**STORED ROWS**:
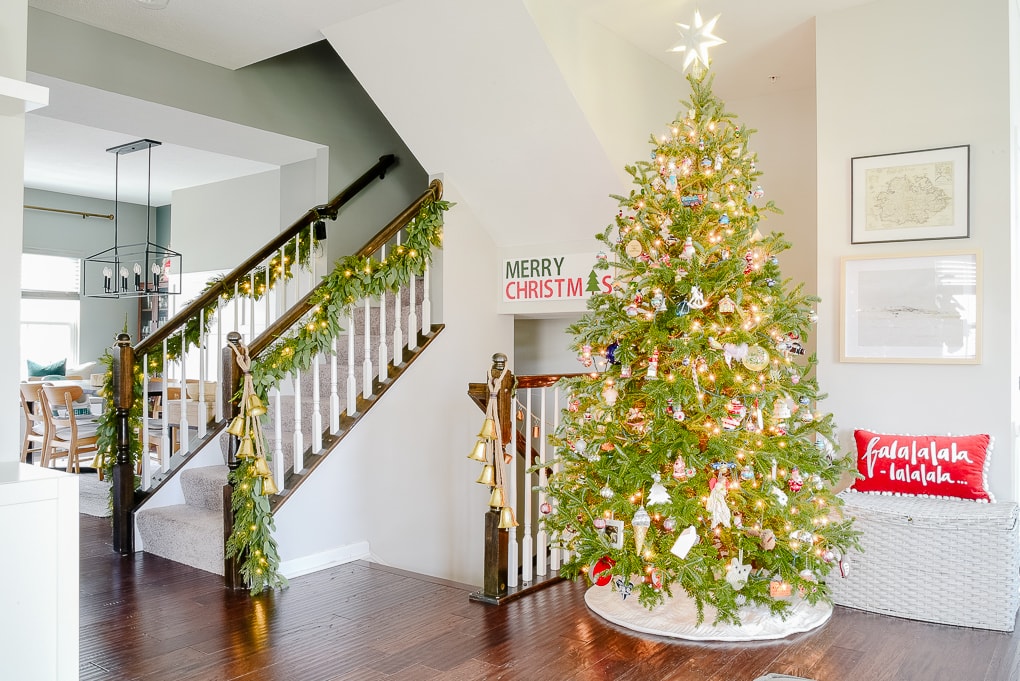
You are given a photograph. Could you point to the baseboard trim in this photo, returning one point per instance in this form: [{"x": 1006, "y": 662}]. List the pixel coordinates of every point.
[{"x": 327, "y": 559}]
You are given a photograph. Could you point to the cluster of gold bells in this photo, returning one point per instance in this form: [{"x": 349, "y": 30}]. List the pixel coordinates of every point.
[
  {"x": 246, "y": 426},
  {"x": 492, "y": 473}
]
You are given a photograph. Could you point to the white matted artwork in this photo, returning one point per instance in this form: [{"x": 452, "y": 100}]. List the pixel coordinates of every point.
[
  {"x": 912, "y": 309},
  {"x": 910, "y": 196}
]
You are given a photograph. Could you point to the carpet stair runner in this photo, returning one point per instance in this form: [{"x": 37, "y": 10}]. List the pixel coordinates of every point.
[{"x": 192, "y": 532}]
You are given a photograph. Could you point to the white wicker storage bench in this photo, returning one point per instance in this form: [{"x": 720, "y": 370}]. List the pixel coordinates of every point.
[{"x": 935, "y": 560}]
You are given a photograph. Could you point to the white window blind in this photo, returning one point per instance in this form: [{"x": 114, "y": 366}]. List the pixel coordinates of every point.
[{"x": 48, "y": 273}]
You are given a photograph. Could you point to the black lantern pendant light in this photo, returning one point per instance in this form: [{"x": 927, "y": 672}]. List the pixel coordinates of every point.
[{"x": 133, "y": 270}]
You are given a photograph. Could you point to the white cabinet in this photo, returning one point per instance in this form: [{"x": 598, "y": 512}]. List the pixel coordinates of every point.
[{"x": 39, "y": 529}]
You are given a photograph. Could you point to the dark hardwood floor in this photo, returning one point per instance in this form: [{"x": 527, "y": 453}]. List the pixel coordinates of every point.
[{"x": 143, "y": 617}]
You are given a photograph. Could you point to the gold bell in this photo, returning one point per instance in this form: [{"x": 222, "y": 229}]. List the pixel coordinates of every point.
[
  {"x": 237, "y": 427},
  {"x": 488, "y": 429},
  {"x": 261, "y": 467},
  {"x": 488, "y": 475},
  {"x": 507, "y": 519},
  {"x": 269, "y": 486},
  {"x": 247, "y": 449},
  {"x": 478, "y": 453},
  {"x": 255, "y": 406}
]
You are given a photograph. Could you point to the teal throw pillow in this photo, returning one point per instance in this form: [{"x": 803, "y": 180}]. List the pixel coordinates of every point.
[{"x": 55, "y": 369}]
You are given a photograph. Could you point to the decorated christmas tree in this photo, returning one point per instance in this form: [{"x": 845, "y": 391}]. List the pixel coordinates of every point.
[{"x": 693, "y": 459}]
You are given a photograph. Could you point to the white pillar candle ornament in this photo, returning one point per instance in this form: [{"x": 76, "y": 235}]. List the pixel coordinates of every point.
[
  {"x": 683, "y": 543},
  {"x": 717, "y": 502},
  {"x": 737, "y": 572},
  {"x": 641, "y": 522},
  {"x": 610, "y": 394},
  {"x": 658, "y": 492}
]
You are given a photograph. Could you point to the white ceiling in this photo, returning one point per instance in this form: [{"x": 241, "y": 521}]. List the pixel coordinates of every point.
[
  {"x": 769, "y": 46},
  {"x": 65, "y": 147}
]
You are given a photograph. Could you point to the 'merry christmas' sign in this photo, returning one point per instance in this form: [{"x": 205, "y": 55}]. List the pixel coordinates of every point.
[{"x": 558, "y": 277}]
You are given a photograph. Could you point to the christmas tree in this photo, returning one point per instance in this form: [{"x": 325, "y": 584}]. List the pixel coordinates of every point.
[{"x": 692, "y": 457}]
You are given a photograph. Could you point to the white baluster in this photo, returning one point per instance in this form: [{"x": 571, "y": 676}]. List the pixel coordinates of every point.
[
  {"x": 368, "y": 375},
  {"x": 398, "y": 331},
  {"x": 352, "y": 384},
  {"x": 542, "y": 539},
  {"x": 513, "y": 554},
  {"x": 218, "y": 359},
  {"x": 316, "y": 411},
  {"x": 384, "y": 352},
  {"x": 183, "y": 427},
  {"x": 299, "y": 438},
  {"x": 554, "y": 558},
  {"x": 426, "y": 306},
  {"x": 251, "y": 306},
  {"x": 527, "y": 548},
  {"x": 277, "y": 433},
  {"x": 164, "y": 442},
  {"x": 334, "y": 395},
  {"x": 283, "y": 284},
  {"x": 202, "y": 420},
  {"x": 412, "y": 317},
  {"x": 268, "y": 308},
  {"x": 146, "y": 463}
]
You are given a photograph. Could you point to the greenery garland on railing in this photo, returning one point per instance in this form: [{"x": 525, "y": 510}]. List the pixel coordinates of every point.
[
  {"x": 297, "y": 252},
  {"x": 353, "y": 278}
]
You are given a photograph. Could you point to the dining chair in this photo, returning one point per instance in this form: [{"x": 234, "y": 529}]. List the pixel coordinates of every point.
[
  {"x": 66, "y": 433},
  {"x": 35, "y": 421}
]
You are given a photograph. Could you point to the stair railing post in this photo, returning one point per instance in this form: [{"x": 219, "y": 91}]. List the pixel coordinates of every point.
[
  {"x": 496, "y": 561},
  {"x": 233, "y": 378},
  {"x": 123, "y": 470}
]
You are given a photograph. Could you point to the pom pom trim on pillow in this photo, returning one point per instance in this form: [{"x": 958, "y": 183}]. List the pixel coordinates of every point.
[{"x": 936, "y": 466}]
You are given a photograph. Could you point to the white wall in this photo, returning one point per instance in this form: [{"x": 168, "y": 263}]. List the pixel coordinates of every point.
[
  {"x": 13, "y": 22},
  {"x": 930, "y": 73},
  {"x": 215, "y": 226},
  {"x": 626, "y": 96},
  {"x": 402, "y": 480}
]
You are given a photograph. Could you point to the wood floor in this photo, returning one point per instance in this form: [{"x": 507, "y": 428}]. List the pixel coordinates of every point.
[{"x": 143, "y": 617}]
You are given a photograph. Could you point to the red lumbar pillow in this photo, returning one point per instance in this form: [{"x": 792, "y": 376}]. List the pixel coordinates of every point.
[{"x": 953, "y": 466}]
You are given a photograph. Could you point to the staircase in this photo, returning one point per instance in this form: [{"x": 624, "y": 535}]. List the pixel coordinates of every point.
[
  {"x": 192, "y": 532},
  {"x": 188, "y": 532},
  {"x": 180, "y": 511}
]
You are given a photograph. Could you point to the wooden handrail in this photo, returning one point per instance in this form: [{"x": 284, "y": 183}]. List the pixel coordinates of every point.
[
  {"x": 301, "y": 308},
  {"x": 329, "y": 210},
  {"x": 479, "y": 391},
  {"x": 545, "y": 379}
]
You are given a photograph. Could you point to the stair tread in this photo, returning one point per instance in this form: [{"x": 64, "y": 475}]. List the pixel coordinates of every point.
[{"x": 184, "y": 533}]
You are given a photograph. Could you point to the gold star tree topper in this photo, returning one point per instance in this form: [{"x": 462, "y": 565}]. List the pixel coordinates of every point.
[{"x": 696, "y": 39}]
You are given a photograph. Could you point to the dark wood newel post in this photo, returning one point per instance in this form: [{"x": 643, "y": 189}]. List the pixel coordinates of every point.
[
  {"x": 123, "y": 470},
  {"x": 233, "y": 378},
  {"x": 496, "y": 561}
]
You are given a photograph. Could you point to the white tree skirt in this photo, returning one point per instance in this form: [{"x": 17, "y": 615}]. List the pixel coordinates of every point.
[{"x": 677, "y": 617}]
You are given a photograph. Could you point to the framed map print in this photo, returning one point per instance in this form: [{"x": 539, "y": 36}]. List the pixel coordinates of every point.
[
  {"x": 910, "y": 196},
  {"x": 912, "y": 309}
]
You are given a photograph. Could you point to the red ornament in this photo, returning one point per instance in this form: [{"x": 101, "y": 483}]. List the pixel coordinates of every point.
[{"x": 602, "y": 571}]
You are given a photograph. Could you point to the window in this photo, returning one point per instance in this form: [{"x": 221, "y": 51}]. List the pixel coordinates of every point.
[{"x": 50, "y": 309}]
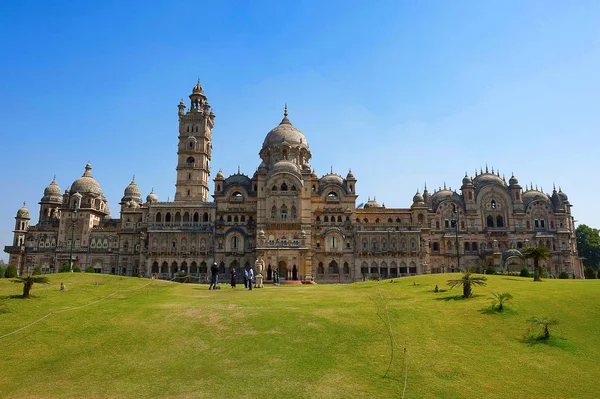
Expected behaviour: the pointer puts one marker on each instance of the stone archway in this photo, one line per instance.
(283, 271)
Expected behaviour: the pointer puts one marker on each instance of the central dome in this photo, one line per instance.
(285, 132)
(86, 184)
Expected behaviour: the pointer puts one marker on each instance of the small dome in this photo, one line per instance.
(132, 190)
(52, 193)
(285, 132)
(331, 179)
(152, 197)
(23, 212)
(198, 88)
(562, 195)
(418, 198)
(86, 184)
(467, 180)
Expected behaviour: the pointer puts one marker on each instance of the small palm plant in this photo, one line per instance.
(28, 282)
(544, 323)
(499, 298)
(467, 281)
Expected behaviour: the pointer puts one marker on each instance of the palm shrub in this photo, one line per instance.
(537, 254)
(28, 282)
(499, 298)
(10, 271)
(467, 281)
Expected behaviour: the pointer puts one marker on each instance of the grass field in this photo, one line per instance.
(155, 339)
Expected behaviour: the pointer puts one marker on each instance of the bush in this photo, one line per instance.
(590, 273)
(10, 272)
(563, 275)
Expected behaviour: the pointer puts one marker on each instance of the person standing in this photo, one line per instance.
(214, 276)
(233, 277)
(250, 278)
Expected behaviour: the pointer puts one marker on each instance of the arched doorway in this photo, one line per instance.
(283, 272)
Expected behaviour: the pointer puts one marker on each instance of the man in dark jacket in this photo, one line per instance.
(214, 276)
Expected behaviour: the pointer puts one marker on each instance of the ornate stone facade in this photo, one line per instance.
(305, 226)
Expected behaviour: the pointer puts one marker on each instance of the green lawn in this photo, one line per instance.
(168, 340)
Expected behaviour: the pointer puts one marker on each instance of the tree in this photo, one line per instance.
(544, 323)
(28, 282)
(588, 245)
(499, 298)
(538, 254)
(10, 271)
(467, 281)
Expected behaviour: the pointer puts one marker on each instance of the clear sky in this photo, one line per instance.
(402, 92)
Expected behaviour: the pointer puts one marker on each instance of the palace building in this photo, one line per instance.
(308, 227)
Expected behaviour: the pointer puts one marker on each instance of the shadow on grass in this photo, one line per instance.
(539, 339)
(495, 311)
(456, 298)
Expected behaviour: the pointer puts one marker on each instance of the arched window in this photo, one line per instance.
(499, 221)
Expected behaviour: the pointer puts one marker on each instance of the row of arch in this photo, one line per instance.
(177, 218)
(383, 244)
(283, 213)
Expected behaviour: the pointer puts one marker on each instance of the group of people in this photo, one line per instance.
(214, 277)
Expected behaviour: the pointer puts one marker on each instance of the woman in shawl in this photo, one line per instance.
(233, 278)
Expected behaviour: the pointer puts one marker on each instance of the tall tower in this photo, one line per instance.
(195, 147)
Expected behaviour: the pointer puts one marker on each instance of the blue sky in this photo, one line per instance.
(402, 92)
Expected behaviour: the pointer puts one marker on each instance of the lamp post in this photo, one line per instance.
(455, 221)
(73, 222)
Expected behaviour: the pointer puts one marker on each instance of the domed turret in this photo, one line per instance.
(52, 193)
(86, 184)
(132, 193)
(152, 197)
(23, 212)
(418, 199)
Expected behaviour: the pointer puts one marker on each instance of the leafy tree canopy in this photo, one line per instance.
(588, 245)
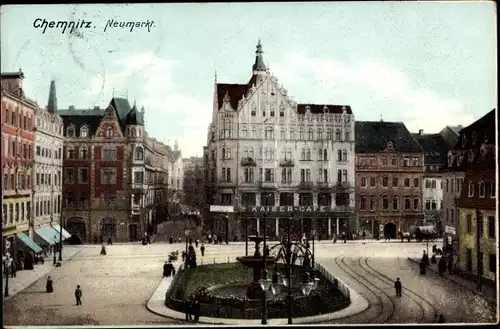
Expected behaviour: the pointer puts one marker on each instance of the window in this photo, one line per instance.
(139, 154)
(395, 204)
(84, 132)
(492, 261)
(70, 152)
(83, 152)
(70, 132)
(108, 175)
(109, 132)
(109, 153)
(469, 224)
(385, 203)
(269, 133)
(362, 203)
(70, 179)
(471, 190)
(482, 189)
(491, 227)
(138, 177)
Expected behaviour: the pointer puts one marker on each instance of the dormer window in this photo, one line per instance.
(139, 153)
(109, 132)
(471, 190)
(70, 132)
(482, 189)
(84, 132)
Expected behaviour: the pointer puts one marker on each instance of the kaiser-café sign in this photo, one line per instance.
(273, 209)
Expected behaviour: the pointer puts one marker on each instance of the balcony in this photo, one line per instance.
(266, 184)
(247, 161)
(342, 186)
(286, 163)
(306, 185)
(323, 185)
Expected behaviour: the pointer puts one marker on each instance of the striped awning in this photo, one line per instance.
(28, 242)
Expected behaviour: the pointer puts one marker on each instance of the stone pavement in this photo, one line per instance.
(156, 304)
(25, 278)
(487, 293)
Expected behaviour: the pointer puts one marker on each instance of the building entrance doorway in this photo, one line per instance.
(390, 230)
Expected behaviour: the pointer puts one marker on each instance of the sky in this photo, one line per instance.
(427, 64)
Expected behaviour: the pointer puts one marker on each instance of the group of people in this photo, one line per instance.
(193, 309)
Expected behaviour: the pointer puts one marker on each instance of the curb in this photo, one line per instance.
(358, 304)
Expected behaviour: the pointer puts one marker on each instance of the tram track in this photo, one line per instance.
(428, 313)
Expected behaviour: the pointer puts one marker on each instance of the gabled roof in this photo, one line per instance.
(372, 137)
(318, 109)
(234, 91)
(434, 146)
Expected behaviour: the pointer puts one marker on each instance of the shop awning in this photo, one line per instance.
(47, 234)
(66, 234)
(28, 242)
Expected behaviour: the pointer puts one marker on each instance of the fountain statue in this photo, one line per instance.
(256, 262)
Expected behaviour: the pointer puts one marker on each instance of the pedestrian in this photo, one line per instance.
(78, 295)
(49, 287)
(398, 287)
(442, 265)
(423, 267)
(188, 309)
(196, 310)
(425, 258)
(13, 269)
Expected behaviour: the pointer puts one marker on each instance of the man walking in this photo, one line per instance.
(78, 295)
(399, 287)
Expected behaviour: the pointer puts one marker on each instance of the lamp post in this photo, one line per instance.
(60, 238)
(264, 276)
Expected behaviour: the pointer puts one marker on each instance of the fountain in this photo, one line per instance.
(256, 262)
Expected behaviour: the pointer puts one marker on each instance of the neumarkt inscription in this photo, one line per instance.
(82, 24)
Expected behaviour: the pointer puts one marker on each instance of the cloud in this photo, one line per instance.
(372, 89)
(169, 114)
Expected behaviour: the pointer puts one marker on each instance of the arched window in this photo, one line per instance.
(70, 152)
(70, 132)
(83, 152)
(109, 132)
(139, 153)
(337, 134)
(84, 132)
(269, 133)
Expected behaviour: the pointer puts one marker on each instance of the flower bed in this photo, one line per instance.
(202, 280)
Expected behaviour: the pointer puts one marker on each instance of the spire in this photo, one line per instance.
(259, 61)
(52, 104)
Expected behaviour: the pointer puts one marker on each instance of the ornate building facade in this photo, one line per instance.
(47, 171)
(109, 172)
(389, 172)
(478, 221)
(272, 159)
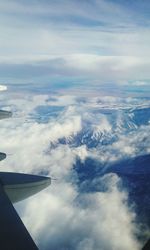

**WRITTEN PROBLEM**: Copy out the material word for word, from the line with "the ornate building" up to and including its final line. Leave the pictures out.

**TASK RESPONSE**:
Expected behaviour: the pointer puts one marker on each instance of the ornate building facade in this photo, one line per instance.
(47, 171)
(109, 172)
(389, 172)
(478, 221)
(272, 159)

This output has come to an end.